**The exercise**
Look for "out like [625,43]." in the records below, then copy that line and every line after it, exactly and with nothing added.

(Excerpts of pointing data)
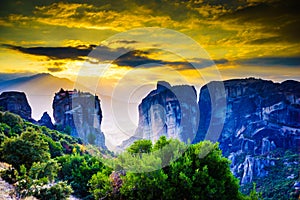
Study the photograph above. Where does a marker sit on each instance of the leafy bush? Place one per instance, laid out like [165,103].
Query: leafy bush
[59,191]
[25,149]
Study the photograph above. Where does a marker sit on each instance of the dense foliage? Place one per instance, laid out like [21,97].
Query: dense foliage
[50,165]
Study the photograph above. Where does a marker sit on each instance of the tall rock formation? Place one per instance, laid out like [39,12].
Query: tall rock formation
[80,114]
[16,102]
[46,121]
[260,117]
[168,110]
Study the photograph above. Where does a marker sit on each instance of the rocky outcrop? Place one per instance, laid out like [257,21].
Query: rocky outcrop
[260,116]
[16,102]
[80,114]
[169,110]
[46,121]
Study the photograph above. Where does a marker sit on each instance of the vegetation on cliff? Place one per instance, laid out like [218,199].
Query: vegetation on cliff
[50,165]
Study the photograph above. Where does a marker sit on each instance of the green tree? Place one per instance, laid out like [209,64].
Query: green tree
[77,171]
[140,146]
[201,172]
[25,149]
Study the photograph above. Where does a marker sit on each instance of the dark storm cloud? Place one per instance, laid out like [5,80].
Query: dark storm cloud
[272,61]
[141,59]
[55,53]
[55,69]
[101,53]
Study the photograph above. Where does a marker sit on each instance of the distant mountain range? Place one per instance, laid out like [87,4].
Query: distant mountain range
[39,88]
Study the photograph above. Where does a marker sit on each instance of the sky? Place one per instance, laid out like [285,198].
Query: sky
[123,47]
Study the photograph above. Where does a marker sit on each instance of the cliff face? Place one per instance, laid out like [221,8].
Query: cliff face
[261,116]
[169,110]
[46,121]
[16,102]
[80,114]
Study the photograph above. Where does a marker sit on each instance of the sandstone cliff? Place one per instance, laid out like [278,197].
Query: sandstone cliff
[80,114]
[16,102]
[261,116]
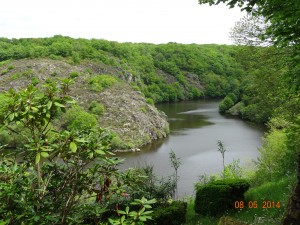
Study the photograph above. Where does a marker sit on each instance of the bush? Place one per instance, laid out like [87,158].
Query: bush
[74,74]
[150,101]
[219,196]
[170,214]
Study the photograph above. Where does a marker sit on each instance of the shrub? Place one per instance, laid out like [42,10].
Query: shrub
[74,74]
[219,196]
[169,214]
[150,101]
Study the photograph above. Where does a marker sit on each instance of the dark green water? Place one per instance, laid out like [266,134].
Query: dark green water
[195,127]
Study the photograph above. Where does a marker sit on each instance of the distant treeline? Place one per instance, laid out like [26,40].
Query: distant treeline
[165,72]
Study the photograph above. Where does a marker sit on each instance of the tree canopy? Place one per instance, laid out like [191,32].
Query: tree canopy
[284,17]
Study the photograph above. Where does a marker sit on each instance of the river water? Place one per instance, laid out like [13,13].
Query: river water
[195,127]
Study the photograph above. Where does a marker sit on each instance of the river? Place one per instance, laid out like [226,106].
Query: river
[195,128]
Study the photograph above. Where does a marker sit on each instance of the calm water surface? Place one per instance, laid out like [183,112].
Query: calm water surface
[195,127]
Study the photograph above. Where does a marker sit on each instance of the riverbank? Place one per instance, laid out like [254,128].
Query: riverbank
[195,128]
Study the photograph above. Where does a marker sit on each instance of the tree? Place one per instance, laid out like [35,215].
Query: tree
[284,17]
[61,177]
[175,163]
[250,31]
[222,150]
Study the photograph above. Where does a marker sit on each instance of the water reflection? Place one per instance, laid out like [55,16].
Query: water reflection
[196,126]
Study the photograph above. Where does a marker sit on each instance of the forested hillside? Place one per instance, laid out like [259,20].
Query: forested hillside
[167,72]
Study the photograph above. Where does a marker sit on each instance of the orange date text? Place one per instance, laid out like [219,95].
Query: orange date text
[257,204]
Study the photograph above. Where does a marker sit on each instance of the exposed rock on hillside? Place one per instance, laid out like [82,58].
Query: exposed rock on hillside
[126,112]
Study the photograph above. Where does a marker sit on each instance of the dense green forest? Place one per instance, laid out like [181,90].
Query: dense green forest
[167,72]
[56,183]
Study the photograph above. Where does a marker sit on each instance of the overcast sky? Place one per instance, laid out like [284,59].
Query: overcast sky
[152,21]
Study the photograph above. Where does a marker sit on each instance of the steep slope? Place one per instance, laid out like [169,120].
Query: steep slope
[124,110]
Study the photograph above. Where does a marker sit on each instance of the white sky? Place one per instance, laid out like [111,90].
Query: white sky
[152,21]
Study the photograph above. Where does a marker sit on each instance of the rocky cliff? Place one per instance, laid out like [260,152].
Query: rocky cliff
[125,110]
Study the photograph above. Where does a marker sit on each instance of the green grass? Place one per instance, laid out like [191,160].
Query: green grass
[277,191]
[192,218]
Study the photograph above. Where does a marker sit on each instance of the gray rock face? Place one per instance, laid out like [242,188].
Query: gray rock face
[126,113]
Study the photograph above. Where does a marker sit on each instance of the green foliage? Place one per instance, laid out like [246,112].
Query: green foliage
[135,217]
[219,196]
[166,72]
[66,191]
[277,191]
[74,74]
[283,17]
[77,118]
[145,183]
[99,82]
[169,214]
[150,101]
[275,147]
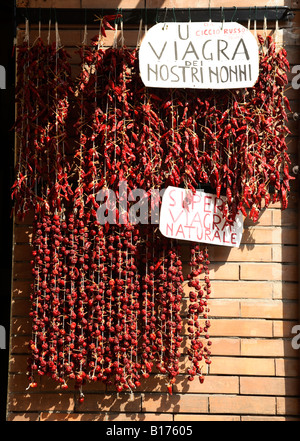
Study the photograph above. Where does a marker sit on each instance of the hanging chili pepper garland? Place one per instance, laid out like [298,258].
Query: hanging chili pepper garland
[106,297]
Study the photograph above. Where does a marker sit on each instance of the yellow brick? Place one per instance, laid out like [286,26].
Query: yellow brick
[269,386]
[242,366]
[242,405]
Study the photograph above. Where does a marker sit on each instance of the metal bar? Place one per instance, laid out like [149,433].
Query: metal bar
[76,16]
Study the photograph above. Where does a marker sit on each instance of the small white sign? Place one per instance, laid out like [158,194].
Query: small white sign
[208,55]
[198,217]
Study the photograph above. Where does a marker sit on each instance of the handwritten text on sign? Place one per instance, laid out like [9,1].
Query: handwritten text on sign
[197,217]
[205,55]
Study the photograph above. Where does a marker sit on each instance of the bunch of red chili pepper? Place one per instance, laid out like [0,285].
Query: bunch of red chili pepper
[106,297]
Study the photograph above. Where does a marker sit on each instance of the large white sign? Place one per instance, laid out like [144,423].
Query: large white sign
[198,217]
[206,55]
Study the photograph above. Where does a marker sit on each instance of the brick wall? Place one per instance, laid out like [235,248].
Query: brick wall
[254,373]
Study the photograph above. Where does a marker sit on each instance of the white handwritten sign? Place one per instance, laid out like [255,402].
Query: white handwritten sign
[206,55]
[197,217]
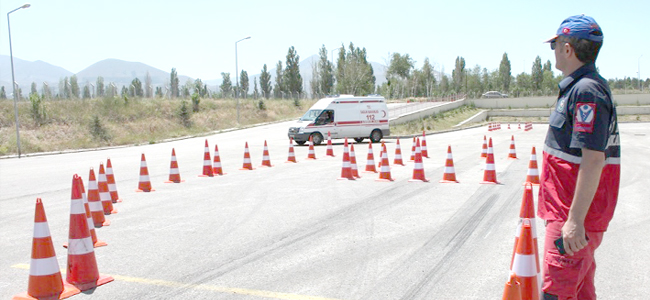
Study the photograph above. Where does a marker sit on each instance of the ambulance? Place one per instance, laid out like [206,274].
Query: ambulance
[344,116]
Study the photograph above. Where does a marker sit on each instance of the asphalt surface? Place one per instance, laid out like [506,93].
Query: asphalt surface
[293,231]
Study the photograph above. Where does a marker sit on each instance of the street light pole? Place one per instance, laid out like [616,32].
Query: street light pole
[237,77]
[13,79]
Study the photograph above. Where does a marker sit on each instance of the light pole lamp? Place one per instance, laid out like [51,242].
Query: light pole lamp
[237,77]
[13,79]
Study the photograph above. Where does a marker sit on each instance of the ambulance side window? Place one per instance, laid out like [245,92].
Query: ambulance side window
[326,117]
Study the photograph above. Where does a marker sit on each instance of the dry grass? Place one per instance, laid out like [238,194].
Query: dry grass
[441,121]
[69,122]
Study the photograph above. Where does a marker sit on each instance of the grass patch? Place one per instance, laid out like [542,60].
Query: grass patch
[437,122]
[79,124]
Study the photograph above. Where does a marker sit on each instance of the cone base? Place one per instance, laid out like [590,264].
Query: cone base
[448,181]
[419,180]
[68,291]
[103,279]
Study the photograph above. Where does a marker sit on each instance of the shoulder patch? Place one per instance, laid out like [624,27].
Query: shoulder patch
[585,115]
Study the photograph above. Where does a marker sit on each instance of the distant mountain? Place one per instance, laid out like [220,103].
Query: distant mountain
[28,72]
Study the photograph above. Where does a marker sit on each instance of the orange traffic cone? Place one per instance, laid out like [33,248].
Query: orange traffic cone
[174,173]
[330,150]
[370,165]
[413,151]
[450,172]
[311,154]
[513,152]
[292,155]
[95,202]
[144,185]
[398,155]
[512,290]
[45,281]
[424,151]
[525,266]
[82,269]
[533,173]
[346,169]
[353,162]
[216,164]
[266,159]
[384,173]
[490,174]
[104,194]
[247,159]
[207,162]
[418,167]
[110,178]
[484,150]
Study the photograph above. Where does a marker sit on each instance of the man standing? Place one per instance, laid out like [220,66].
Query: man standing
[581,172]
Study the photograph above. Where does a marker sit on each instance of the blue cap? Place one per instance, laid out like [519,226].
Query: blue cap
[580,26]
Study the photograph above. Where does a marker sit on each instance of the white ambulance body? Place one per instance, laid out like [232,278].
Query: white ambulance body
[344,116]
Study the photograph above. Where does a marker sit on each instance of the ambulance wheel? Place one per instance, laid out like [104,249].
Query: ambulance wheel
[375,136]
[317,138]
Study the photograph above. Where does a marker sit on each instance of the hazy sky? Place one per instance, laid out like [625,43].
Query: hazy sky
[198,37]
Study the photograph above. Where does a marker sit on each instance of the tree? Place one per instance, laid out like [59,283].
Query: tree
[100,86]
[265,82]
[243,84]
[74,87]
[292,79]
[279,84]
[147,86]
[504,73]
[458,74]
[537,75]
[137,88]
[226,85]
[326,73]
[174,82]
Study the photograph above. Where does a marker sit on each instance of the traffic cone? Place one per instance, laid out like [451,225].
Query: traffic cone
[292,154]
[311,154]
[533,173]
[398,155]
[330,150]
[413,151]
[110,178]
[513,152]
[490,174]
[484,150]
[144,185]
[353,162]
[418,167]
[95,202]
[370,165]
[512,290]
[384,174]
[525,266]
[82,269]
[266,159]
[424,151]
[45,281]
[216,164]
[450,172]
[247,159]
[104,194]
[174,173]
[527,216]
[207,162]
[346,169]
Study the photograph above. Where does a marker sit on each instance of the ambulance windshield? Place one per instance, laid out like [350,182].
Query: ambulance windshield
[311,115]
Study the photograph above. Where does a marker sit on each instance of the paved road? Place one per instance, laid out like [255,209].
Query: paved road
[295,232]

**Exercise result**
Study the photograph above. Where does a marker sit on each instance of the hazy sky? Place one per instance, laid out like [625,43].
Query: hazy sky
[198,37]
Study the photograph above. Where does a marker sit on each instance of the tree? Place one per instance, laid out like [59,283].
Query: tree
[100,86]
[265,82]
[243,84]
[74,87]
[292,79]
[279,84]
[147,86]
[504,73]
[458,74]
[537,75]
[137,88]
[226,85]
[326,73]
[174,82]
Study the photograph above. Where does a marker sit on each instance of the traffic cone? Place one per instance, laid out like [451,225].
Query: traffic cone
[292,154]
[311,154]
[533,173]
[398,155]
[330,150]
[413,151]
[110,178]
[513,152]
[490,174]
[484,150]
[144,185]
[353,162]
[418,167]
[95,202]
[370,165]
[512,290]
[384,174]
[525,266]
[82,269]
[266,159]
[424,151]
[45,281]
[216,164]
[450,172]
[247,159]
[104,194]
[174,173]
[527,216]
[207,162]
[346,169]
Study the photograph above. Where does a marker sit on each instance of the ambulance windshield? Place one per instance, laid out like [350,182].
Query: ambulance windshield
[311,115]
Study the photograph above. Where does a marker sit on each instance of the paved road? Place one per instance, laid out like [255,209].
Query: paved road
[295,232]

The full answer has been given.